## [REQUIREMENT]
Copy out, word for word, the material below between the lines holding "In the photo above, where can the traffic sign" and "point(292, 579)", inclusive.

## [PROVIDED RECORDS]

— BEGIN —

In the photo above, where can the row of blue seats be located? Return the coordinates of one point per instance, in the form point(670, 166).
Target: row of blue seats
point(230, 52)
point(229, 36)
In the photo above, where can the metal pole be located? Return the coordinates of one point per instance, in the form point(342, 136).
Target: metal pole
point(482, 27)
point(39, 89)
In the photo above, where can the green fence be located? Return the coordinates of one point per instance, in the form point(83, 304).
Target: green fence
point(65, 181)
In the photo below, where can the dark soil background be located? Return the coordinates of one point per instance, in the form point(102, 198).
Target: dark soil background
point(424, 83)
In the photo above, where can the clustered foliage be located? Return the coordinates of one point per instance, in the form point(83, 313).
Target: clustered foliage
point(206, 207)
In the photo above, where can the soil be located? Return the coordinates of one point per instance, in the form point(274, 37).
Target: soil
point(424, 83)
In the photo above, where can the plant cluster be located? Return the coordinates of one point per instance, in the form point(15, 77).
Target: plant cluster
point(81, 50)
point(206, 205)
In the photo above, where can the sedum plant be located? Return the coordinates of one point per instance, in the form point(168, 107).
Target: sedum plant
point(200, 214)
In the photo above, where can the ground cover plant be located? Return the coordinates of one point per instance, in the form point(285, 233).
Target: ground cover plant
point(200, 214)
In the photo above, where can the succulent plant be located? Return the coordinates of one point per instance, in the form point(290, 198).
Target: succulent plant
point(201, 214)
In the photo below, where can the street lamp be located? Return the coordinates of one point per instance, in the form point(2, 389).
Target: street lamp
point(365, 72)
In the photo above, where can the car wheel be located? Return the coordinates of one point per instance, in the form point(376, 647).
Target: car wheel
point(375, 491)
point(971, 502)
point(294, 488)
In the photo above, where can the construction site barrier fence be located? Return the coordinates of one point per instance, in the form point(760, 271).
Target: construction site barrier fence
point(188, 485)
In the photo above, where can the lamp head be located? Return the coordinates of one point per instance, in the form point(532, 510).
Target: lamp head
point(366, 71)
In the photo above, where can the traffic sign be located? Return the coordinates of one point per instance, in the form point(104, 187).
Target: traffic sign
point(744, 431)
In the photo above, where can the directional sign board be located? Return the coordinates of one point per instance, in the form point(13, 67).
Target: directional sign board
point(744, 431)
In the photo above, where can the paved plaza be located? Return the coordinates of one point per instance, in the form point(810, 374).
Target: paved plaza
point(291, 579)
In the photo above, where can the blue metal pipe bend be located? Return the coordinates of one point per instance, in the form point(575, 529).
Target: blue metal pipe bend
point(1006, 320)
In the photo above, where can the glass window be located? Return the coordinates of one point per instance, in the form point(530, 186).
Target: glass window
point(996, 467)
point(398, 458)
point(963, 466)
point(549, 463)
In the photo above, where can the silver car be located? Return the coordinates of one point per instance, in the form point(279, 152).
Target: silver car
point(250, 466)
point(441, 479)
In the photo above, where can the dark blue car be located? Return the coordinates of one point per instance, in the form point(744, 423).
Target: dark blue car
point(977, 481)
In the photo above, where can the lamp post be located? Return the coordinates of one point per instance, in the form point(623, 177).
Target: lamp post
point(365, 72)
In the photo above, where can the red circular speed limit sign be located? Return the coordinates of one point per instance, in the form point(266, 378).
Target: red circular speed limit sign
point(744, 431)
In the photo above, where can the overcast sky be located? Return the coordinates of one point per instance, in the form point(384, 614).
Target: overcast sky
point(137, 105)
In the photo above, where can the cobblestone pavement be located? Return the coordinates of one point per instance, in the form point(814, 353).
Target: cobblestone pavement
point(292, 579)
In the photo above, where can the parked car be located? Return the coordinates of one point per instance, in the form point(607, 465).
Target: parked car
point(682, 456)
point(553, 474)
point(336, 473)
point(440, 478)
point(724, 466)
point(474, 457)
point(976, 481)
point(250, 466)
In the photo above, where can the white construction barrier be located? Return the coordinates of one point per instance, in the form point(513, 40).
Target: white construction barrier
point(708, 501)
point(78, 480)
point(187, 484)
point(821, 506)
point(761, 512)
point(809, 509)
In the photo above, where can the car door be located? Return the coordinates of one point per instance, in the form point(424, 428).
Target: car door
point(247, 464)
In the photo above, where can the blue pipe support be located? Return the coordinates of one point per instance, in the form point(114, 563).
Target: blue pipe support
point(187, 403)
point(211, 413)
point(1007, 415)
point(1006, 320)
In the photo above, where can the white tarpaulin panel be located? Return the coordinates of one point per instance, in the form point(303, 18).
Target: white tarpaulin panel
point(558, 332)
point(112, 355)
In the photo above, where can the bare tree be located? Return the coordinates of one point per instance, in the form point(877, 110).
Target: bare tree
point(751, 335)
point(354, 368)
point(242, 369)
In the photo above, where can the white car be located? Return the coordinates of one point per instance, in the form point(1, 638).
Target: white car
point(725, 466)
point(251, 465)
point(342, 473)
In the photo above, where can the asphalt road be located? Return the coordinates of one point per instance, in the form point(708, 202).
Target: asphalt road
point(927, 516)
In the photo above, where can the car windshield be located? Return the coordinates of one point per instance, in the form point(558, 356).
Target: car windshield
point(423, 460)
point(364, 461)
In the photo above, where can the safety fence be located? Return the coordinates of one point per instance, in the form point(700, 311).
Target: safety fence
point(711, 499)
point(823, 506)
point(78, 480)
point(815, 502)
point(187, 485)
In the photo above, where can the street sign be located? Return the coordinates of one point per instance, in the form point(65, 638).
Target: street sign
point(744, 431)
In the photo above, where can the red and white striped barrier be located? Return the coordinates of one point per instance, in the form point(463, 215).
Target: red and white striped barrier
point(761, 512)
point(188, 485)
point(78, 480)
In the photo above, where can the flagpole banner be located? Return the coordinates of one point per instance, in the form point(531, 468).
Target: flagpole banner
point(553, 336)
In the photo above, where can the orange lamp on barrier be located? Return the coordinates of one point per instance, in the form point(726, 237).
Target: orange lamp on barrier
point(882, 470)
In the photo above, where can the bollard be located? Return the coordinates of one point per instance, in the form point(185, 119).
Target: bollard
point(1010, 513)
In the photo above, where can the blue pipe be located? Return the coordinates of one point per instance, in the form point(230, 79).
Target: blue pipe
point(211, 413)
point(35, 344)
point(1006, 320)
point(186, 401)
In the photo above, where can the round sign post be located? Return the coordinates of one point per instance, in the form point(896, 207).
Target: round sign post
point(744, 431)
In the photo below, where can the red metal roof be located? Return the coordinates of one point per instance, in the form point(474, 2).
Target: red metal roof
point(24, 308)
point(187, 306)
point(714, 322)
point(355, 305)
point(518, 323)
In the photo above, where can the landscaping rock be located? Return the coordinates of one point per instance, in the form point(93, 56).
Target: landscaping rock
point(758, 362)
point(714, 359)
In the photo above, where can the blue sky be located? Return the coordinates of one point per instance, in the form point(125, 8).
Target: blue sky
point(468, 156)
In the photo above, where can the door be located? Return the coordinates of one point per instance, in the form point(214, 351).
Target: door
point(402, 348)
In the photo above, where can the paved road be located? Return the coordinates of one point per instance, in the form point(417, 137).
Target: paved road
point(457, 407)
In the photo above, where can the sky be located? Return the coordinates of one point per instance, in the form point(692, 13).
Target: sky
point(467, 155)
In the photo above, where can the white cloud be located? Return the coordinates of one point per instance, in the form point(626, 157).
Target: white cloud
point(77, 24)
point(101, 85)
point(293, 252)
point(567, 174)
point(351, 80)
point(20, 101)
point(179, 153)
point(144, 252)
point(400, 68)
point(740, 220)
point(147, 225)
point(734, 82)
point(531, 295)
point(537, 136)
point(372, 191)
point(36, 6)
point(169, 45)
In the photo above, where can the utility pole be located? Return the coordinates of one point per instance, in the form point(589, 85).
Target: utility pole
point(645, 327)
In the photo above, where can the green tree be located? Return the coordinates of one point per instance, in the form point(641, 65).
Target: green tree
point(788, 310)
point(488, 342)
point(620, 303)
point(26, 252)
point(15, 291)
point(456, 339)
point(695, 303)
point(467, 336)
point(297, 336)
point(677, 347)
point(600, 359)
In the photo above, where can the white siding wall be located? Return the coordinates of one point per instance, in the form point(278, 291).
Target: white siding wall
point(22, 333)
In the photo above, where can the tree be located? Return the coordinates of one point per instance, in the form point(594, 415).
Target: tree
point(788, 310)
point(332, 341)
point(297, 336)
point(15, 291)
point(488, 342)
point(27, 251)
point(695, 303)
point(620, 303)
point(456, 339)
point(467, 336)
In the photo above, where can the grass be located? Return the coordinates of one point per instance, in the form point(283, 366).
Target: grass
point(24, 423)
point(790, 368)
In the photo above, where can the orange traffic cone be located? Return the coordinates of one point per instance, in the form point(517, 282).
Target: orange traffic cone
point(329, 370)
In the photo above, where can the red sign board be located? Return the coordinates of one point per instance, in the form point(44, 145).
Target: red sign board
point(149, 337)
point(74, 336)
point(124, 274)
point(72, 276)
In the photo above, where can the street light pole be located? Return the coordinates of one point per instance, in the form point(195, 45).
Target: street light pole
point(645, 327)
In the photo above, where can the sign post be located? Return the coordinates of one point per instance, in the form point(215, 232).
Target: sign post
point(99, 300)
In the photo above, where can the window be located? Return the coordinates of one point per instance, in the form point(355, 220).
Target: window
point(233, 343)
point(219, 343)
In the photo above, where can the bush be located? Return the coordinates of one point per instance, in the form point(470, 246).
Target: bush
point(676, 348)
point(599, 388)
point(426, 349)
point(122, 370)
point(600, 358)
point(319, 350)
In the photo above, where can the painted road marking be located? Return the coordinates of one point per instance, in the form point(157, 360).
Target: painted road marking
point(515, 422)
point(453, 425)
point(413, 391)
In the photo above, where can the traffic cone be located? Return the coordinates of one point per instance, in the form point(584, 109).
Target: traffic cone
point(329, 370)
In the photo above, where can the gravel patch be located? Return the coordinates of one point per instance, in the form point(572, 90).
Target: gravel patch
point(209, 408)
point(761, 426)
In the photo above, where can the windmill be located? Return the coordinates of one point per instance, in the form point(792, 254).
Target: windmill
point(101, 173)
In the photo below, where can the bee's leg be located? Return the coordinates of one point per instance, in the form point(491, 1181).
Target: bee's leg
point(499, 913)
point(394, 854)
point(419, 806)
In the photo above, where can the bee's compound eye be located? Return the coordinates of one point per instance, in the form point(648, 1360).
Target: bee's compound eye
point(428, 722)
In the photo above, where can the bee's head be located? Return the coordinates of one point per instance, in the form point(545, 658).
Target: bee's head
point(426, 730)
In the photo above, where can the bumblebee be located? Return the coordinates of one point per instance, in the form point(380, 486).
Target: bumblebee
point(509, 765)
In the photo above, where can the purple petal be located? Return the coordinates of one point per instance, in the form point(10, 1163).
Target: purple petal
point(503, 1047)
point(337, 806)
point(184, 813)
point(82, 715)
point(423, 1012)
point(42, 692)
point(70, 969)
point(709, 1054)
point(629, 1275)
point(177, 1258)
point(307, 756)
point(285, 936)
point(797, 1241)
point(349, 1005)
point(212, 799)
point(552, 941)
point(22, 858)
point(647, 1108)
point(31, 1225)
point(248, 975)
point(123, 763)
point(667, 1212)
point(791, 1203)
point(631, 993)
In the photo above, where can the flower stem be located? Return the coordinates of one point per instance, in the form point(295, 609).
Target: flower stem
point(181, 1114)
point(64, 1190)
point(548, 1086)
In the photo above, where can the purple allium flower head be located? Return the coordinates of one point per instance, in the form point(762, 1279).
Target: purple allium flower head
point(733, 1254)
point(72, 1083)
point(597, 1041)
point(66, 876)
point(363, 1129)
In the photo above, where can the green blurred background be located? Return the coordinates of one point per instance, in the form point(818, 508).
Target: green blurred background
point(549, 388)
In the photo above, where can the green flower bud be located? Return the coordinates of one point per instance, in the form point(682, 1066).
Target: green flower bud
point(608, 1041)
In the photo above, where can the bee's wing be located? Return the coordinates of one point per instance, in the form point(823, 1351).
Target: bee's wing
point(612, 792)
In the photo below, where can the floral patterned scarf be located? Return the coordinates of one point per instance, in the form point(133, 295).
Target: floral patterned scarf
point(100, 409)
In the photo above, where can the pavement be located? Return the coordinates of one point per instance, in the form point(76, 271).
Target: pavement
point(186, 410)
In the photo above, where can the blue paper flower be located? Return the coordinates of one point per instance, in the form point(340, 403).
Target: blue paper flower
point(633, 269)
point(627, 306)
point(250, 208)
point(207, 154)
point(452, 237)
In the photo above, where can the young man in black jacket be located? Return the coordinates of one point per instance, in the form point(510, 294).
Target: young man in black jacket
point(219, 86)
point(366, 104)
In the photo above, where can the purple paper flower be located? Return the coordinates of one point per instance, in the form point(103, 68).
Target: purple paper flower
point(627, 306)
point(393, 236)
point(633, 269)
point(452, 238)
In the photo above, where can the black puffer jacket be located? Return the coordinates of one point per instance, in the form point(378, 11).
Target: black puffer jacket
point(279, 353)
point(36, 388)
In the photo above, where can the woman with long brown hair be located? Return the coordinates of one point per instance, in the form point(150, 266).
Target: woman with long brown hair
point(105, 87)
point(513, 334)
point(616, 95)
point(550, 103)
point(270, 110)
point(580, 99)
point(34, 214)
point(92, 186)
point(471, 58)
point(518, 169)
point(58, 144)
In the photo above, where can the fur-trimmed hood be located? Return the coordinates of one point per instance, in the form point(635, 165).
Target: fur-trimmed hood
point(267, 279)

— END —

## [ANSWER FOR THE TASK]
In the photo above, where can the traffic sign be located? Return the coordinates of one point per instance, in the form point(104, 187).
Target: traffic sign
point(744, 431)
In the photo above, where can the directional sign board be located? Return the coordinates of one point per instance, in the form point(13, 67).
Target: directional sign board
point(744, 431)
In the photo above, where can the paved plaza be located? Return the coordinates of one point per instance, in the form point(810, 374).
Target: paved plaza
point(291, 579)
In the photo above, where can the blue metal pipe bend be located? Return the coordinates of one point per instance, in the form point(575, 529).
Target: blue metal pipe bend
point(1006, 320)
In the photo above, where can the glass window be located? Return the coordinates of one point per instance, in the form point(530, 186).
Target: glass window
point(996, 467)
point(398, 458)
point(963, 466)
point(549, 463)
In the photo above, where can the silver car be located? Return the coordinates of one point per instance, in the form point(279, 152).
Target: silver car
point(250, 466)
point(441, 479)
In the photo above, where can the dark blue car be located? Return the coordinates of one point per instance, in the form point(744, 423).
Target: dark blue car
point(977, 481)
In the photo above, where can the lamp post be located? Return the coordinates of one point per instance, in the form point(623, 177).
Target: lamp post
point(365, 72)
In the photo above, where can the red circular speed limit sign be located? Return the coordinates of one point per instance, in the form point(266, 378).
Target: red circular speed limit sign
point(744, 431)
In the photo above, where can the overcast sky be located? Return the coordinates of one point per instance, in the form point(384, 614).
Target: overcast sky
point(137, 105)
In the photo above, where can the cobblestone pavement be located? Return the coordinates of one point per instance, in the form point(814, 353).
Target: cobblestone pavement
point(292, 579)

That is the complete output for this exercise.